■ What the task requires
Gather every line in the items below that contains the string "gray" and copy each one verbatim.

■ Provided records
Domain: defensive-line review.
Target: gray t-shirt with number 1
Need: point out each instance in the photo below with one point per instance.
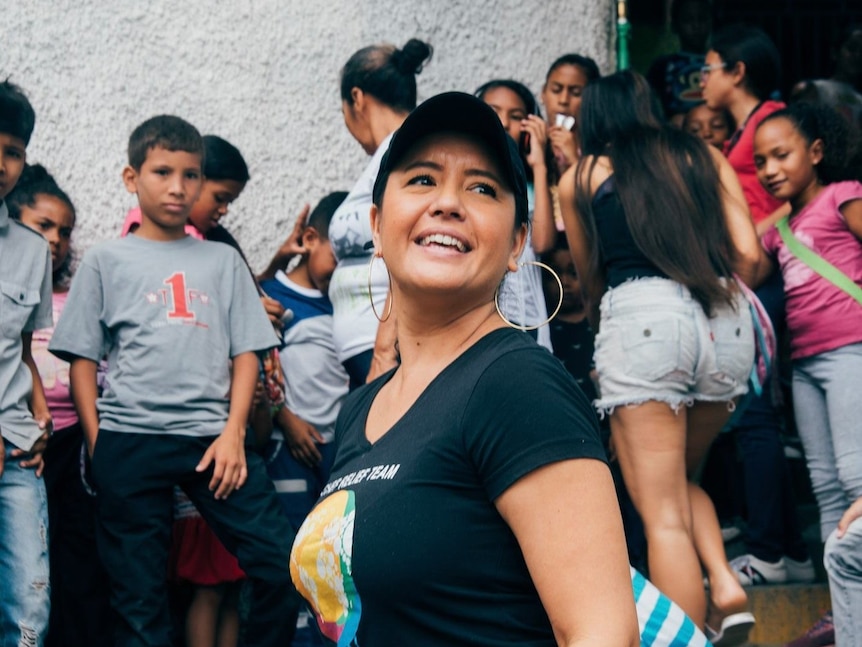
(169, 316)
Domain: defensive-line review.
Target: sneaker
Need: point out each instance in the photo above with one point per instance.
(800, 572)
(729, 533)
(820, 635)
(752, 571)
(733, 631)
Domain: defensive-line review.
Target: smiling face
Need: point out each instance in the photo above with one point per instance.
(708, 124)
(446, 224)
(167, 184)
(52, 218)
(212, 205)
(509, 107)
(562, 92)
(786, 163)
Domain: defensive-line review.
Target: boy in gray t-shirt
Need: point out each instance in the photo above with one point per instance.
(181, 324)
(25, 306)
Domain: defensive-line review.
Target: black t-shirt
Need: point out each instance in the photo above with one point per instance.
(574, 344)
(622, 259)
(405, 546)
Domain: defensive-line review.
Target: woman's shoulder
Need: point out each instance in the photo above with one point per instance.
(592, 171)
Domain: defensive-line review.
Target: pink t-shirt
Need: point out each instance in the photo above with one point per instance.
(741, 158)
(820, 316)
(133, 219)
(54, 372)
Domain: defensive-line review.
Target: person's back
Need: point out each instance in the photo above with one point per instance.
(25, 306)
(181, 324)
(300, 455)
(315, 381)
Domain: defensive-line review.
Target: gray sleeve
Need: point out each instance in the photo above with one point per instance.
(43, 316)
(79, 332)
(250, 329)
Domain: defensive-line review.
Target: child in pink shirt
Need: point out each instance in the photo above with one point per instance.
(802, 155)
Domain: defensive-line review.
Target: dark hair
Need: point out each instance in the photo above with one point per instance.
(667, 183)
(223, 161)
(676, 10)
(751, 46)
(588, 65)
(17, 117)
(36, 181)
(386, 73)
(163, 131)
(840, 140)
(532, 108)
(606, 117)
(322, 214)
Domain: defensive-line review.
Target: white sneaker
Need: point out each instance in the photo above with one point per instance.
(802, 572)
(752, 571)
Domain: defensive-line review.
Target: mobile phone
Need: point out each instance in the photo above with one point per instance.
(565, 121)
(524, 143)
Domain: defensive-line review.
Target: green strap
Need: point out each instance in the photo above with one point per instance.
(817, 263)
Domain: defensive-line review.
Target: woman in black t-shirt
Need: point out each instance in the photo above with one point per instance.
(470, 502)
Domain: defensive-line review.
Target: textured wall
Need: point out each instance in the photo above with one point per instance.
(262, 74)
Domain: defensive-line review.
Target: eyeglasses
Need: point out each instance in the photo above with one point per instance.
(706, 70)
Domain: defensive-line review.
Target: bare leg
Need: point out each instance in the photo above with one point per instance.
(726, 595)
(650, 441)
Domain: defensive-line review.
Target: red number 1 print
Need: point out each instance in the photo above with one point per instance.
(181, 310)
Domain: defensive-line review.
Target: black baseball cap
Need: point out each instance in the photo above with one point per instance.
(461, 113)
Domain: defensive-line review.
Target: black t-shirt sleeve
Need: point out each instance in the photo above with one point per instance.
(526, 411)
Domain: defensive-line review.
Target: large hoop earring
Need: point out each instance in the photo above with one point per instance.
(371, 298)
(546, 321)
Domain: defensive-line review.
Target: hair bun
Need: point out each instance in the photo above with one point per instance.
(411, 58)
(35, 173)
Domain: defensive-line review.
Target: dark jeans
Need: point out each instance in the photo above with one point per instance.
(135, 475)
(773, 527)
(81, 614)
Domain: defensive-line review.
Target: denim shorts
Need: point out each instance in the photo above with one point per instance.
(656, 343)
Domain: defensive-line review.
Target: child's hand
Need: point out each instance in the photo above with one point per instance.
(852, 513)
(563, 142)
(538, 137)
(301, 438)
(33, 457)
(227, 453)
(292, 246)
(274, 310)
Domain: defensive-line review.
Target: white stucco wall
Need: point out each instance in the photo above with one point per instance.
(261, 73)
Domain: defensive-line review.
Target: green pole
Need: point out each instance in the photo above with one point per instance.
(623, 34)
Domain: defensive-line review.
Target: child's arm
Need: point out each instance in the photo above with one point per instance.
(752, 264)
(227, 452)
(592, 175)
(85, 391)
(39, 407)
(852, 212)
(544, 231)
(292, 246)
(301, 438)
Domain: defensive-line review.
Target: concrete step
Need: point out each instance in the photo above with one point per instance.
(786, 611)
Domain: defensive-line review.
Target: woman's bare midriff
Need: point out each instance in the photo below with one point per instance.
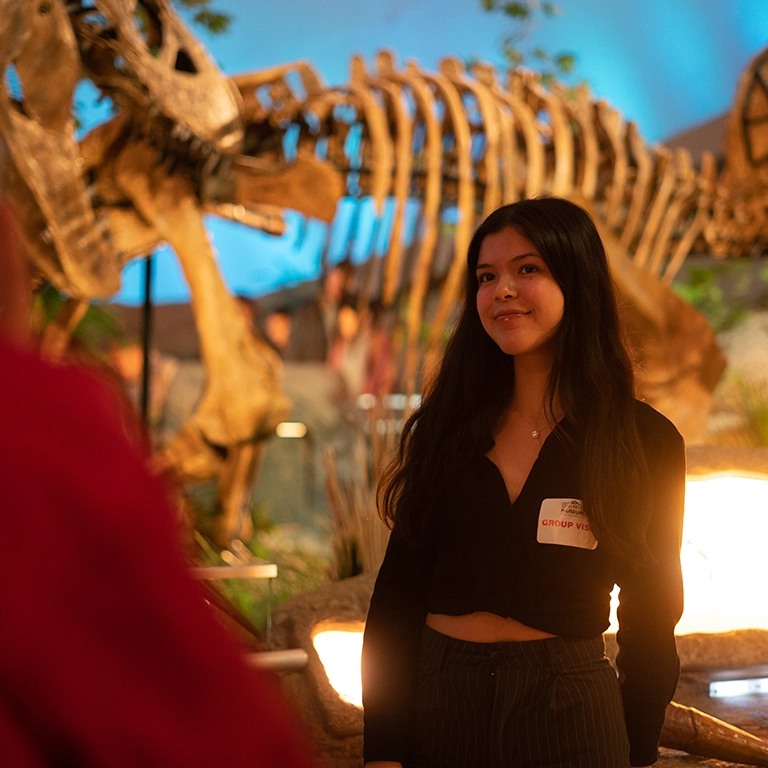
(482, 627)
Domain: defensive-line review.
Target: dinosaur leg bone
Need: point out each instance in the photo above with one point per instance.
(242, 400)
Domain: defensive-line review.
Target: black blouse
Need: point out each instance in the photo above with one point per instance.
(486, 554)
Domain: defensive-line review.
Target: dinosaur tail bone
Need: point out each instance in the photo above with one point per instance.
(700, 734)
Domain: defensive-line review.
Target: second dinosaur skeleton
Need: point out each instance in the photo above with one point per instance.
(459, 140)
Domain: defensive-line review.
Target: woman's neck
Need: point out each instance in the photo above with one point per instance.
(530, 395)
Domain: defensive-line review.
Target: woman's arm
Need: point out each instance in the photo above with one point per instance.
(651, 600)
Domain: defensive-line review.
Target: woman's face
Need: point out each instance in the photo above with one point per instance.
(519, 303)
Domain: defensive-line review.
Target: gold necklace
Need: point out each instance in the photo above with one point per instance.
(535, 433)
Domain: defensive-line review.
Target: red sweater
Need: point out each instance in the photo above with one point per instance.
(108, 655)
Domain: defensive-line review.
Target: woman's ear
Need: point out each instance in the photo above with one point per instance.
(15, 285)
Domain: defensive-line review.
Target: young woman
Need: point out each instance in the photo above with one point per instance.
(527, 484)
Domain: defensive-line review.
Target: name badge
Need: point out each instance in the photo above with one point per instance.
(562, 521)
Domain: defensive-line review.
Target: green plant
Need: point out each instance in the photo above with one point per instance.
(523, 15)
(704, 292)
(751, 401)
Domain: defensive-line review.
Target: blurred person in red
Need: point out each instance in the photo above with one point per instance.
(108, 654)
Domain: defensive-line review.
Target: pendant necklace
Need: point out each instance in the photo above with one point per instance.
(534, 432)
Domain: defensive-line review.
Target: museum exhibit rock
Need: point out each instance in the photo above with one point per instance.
(186, 140)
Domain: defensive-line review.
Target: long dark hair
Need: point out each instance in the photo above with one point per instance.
(591, 381)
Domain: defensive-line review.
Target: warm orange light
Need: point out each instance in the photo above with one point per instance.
(340, 651)
(725, 568)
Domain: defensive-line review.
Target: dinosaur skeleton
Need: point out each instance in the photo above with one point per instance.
(186, 141)
(452, 139)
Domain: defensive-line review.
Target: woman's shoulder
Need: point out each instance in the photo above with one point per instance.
(655, 429)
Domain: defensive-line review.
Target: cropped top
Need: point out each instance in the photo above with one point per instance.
(483, 554)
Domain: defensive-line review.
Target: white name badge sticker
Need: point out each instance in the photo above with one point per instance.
(562, 521)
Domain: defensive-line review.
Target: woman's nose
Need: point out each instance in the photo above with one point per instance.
(506, 288)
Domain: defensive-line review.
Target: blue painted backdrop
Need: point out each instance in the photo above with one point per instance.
(666, 64)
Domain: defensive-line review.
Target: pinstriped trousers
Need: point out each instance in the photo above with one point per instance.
(552, 703)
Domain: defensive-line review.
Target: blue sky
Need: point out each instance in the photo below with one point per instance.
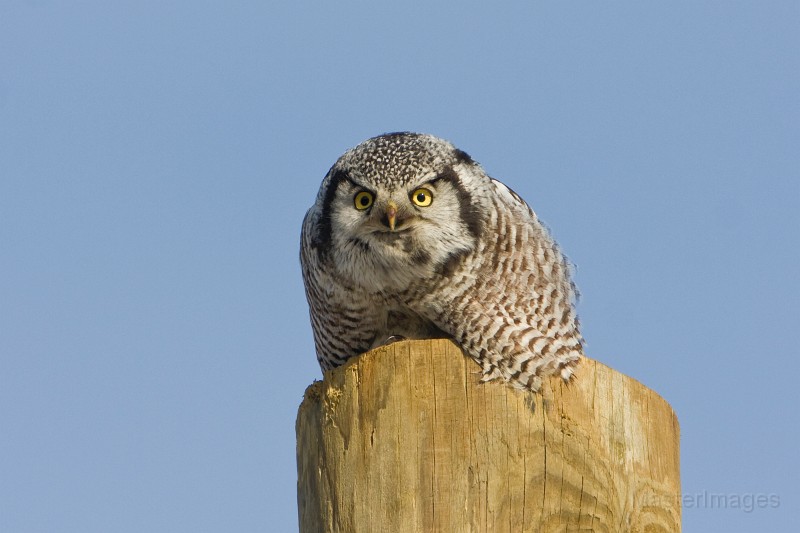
(157, 158)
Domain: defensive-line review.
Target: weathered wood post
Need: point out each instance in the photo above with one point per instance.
(405, 438)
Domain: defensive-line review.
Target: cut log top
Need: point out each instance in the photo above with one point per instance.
(406, 438)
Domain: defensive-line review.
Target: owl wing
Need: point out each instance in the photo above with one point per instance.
(517, 320)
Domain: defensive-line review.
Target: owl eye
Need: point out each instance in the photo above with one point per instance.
(363, 200)
(422, 197)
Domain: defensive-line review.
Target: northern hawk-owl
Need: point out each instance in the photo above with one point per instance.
(410, 238)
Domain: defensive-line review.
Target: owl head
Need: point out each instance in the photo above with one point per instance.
(399, 208)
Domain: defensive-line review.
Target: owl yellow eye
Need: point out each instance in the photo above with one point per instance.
(363, 200)
(422, 197)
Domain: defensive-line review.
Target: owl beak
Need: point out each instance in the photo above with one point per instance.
(391, 214)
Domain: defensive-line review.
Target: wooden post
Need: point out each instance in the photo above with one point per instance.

■ Reply
Target: gray t-shirt with number 1
Target: boy in gray t-shirt
Target: gray sleeve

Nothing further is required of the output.